_小問 a_.
下にある災害対応でのGIS活用に関する本文から、「行政からの災害情報を素早く正確に ArcGIS 上に可視化!」で始まり「トとして活躍する企業である。」まで続く部分を一字一句変えずに書き写してもらえますか?
##### 本文抜粋
地元建設コンサルタント企業の災害対応における GIS の活用

中電技術コンサルタント株式会社

 

行政からの災害情報を素早く正確に ArcGIS 上に可視化!

概要

中電技術コンサルタント本社ビル
中電技術コンサルタント本社ビル

中電技術コンサルタント株式会社(以下、「同社」という)は、広島市内に本社を置き、河川、道路、港湾、建築、電気通信、情報など幅広いフィールドで総合建設コンサルタントとして活躍する企業である。
近年、頻発する豪雨が引き起こす洪水・土砂災害の広域化・甚大化に備えるため、社会インフラ整備を基本とした被害軽減対策や危機管理対策に係る業務に注力している。
ここでは「平成 30 年 7 月豪雨」において、行政機関が素早く状況を把握し、迅速かつ的確な意思決定を行うための支援として、同社が広島県等いくつかの行政機関より要請を受け、ArcGIS を用いて災害対応のための各種マップを作成した取り組みについて一例を紹介する。

課題

平成 30 年(2018 年)6 月 28 日から 7 月 8 日にかけ、西日本を中心に記録的な大雨を観測した「平成 30 年 7 月豪雨」は、1 府 10 県に大雨特別警報が発表され、この豪雨の影響により河川の氾濫、浸水害、土砂災害等が各地で発生し、死者、行方不明者が 200 名を超える甚大な災害となった。
広島県においても 100 名を超える死者、行方不明者、多くの住家被害や施設被害をもたらしたほか、道路、鉄道、水道、電気等の各種ライフラインにも深刻な被害を与え、断水、停電や鉄道の運休、道路の通行止めなどの交通障害が発生する事態となった。
各行政機関より、「災害の発生状況と被災した箇所を直ぐに可視化したい」という要望を受けた同社は、作業に取り掛かった。ただ、災害情報の迅速な可視化が求められる一方で、行政機関より提供されるデータのほとんどは文字ベースの一覧表が多く、この文字情報を速やかに GIS データに変換する必要があった。さらに、災害時に可視化が必要な情報は、災害種別や状況に応じて異なることから、汎用的に扱える GIS ソフトと技術者の柔軟な対応が求められた。
##########
##### 提供データ
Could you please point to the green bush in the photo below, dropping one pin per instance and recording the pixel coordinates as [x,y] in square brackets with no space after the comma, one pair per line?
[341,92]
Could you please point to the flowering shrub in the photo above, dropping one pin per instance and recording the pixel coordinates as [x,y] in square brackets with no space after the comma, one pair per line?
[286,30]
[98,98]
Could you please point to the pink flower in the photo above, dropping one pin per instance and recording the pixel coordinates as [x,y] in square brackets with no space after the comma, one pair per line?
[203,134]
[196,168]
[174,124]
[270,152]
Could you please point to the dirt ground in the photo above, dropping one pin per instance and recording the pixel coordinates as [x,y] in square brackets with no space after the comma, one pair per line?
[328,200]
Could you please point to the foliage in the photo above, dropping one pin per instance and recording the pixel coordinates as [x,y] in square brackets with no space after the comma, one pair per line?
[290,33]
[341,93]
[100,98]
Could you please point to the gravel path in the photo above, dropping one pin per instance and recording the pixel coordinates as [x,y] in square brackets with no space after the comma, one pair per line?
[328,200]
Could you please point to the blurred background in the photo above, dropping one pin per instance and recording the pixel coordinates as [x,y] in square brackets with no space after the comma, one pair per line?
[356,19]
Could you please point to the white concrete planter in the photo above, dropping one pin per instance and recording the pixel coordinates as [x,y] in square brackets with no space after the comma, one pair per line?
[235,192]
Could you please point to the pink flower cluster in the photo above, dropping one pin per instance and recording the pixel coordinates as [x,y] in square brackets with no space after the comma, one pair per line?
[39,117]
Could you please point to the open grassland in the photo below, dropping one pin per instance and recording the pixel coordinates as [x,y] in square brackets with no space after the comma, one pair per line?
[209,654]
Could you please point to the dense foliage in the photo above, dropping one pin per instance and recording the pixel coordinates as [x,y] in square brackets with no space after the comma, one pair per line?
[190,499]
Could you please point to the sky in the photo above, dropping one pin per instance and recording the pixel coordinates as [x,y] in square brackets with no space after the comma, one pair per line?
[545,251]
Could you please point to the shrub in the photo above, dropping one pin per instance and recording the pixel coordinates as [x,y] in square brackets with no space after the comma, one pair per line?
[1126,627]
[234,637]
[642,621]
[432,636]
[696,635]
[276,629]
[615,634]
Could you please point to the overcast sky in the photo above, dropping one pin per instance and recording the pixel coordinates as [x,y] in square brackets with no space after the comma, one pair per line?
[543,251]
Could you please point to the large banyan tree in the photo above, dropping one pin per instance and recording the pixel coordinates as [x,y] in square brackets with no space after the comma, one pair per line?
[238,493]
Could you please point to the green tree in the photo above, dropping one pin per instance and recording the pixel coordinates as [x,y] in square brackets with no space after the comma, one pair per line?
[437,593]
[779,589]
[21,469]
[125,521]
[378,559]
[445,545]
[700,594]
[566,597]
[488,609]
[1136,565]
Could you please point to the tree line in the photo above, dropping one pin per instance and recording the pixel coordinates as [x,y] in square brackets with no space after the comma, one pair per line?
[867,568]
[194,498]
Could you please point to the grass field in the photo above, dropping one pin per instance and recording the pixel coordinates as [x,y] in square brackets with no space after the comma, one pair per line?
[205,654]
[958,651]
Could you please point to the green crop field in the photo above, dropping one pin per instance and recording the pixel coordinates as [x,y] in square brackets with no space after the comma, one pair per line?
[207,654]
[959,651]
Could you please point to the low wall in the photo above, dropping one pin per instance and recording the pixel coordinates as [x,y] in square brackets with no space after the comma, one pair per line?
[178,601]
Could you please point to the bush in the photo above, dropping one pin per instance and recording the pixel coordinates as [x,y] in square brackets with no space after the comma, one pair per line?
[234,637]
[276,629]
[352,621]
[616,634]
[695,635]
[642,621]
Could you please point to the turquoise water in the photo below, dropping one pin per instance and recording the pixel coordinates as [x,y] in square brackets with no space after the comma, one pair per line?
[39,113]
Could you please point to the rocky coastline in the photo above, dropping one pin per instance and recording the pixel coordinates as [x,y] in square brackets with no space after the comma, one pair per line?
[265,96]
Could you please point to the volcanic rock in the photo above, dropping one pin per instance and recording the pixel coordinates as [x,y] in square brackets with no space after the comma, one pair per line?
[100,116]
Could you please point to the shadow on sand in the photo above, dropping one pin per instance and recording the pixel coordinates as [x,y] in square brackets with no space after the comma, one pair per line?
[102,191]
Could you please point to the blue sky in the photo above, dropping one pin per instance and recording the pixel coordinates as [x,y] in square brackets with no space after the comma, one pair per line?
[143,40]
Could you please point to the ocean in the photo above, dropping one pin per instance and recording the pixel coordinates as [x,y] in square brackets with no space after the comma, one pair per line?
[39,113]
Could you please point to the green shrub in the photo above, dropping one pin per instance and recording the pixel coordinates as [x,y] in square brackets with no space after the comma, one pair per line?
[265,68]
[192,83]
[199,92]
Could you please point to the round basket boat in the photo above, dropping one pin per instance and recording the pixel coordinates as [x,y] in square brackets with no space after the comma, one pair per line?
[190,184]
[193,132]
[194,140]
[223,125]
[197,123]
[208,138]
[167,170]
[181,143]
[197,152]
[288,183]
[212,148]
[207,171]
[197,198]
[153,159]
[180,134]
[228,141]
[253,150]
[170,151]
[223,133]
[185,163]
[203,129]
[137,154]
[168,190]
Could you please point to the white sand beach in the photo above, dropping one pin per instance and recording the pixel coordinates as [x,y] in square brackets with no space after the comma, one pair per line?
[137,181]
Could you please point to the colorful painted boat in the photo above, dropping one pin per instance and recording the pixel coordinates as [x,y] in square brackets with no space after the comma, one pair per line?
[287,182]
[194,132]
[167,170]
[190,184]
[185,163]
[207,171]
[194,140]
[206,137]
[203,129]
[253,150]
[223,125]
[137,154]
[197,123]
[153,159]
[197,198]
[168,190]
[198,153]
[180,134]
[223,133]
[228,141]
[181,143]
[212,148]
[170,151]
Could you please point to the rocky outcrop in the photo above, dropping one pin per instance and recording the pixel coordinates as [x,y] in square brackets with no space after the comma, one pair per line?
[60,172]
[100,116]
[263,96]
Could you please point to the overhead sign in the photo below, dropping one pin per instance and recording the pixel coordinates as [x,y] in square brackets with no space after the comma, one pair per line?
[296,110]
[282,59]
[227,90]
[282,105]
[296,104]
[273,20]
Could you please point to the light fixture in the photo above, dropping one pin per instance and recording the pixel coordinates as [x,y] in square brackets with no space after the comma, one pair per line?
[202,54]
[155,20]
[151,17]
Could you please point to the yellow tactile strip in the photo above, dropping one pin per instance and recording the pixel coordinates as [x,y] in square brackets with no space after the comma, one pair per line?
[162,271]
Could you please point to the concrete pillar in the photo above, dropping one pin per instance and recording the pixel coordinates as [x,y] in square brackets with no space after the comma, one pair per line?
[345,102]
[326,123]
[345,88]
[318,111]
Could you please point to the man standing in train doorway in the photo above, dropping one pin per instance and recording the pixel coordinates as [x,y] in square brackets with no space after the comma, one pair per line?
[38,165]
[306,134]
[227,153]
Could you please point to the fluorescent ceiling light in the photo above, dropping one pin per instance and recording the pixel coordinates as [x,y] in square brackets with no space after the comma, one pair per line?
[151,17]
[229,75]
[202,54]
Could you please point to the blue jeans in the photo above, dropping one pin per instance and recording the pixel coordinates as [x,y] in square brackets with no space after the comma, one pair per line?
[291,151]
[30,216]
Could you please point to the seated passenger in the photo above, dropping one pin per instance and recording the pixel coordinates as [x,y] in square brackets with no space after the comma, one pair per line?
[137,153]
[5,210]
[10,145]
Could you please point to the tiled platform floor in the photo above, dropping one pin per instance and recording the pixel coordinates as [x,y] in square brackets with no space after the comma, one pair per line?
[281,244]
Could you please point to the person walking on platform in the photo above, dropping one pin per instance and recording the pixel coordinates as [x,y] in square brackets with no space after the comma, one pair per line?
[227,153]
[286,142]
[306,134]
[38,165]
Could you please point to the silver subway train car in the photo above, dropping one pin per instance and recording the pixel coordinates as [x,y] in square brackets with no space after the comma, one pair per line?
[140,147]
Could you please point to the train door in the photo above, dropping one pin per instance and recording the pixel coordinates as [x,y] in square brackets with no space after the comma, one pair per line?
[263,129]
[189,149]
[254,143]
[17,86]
##########
_小問 b_.
上の行のうち、文字列「path」を含む行をすべてそのまま挙げてもらえますか?大文字と小文字は区別します。

_正答 a_.
行政からの災害情報を素早く正確に ArcGIS 上に可視化!

概要

中電技術コンサルタント本社ビル
中電技術コンサルタント本社ビル

中電技術コンサルタント株式会社(以下、「同社」という)は、広島市内に本社を置き、河川、道路、港湾、建築、電気通信、情報など幅広いフィールドで総合建設コンサルタントとして活躍する企業である。

_正答 b_.
Could you please point to the gravel path in the photo above, dropping one pin per instance and recording the pixel coordinates as [x,y] in square brackets with no space after the comma, one pair per line?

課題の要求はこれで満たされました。